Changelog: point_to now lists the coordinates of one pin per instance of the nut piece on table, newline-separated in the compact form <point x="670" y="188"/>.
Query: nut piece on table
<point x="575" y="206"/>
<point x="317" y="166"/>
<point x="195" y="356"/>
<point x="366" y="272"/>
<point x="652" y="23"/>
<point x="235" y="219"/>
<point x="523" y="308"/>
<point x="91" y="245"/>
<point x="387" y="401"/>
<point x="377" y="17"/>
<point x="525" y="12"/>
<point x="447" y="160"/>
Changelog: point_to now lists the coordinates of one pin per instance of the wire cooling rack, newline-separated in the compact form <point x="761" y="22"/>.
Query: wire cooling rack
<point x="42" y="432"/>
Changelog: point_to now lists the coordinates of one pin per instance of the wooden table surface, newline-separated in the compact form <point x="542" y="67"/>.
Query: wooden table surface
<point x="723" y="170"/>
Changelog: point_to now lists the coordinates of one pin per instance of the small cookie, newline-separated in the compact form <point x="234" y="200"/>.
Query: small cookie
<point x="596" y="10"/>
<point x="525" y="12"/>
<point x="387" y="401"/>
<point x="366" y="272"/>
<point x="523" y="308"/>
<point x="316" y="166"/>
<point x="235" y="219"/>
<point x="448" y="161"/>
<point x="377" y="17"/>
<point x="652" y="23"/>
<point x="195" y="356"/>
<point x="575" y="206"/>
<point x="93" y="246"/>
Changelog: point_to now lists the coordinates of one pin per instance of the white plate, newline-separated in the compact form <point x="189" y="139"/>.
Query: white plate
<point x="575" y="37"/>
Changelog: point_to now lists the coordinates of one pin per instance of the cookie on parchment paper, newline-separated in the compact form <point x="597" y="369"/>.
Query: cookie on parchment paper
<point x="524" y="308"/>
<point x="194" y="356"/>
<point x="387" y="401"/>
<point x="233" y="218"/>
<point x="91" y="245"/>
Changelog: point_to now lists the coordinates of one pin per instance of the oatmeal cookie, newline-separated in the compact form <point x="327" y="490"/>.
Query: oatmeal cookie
+++++
## ABOUT THIS TASK
Filter the entries and copy out every line with the word "oatmeal".

## TASK SOLUTION
Changelog: point_to now lists the coordinates of one pin per instance of the oatmeal cookie, newline-separated in the compact form <point x="327" y="490"/>.
Query: oatmeal cookie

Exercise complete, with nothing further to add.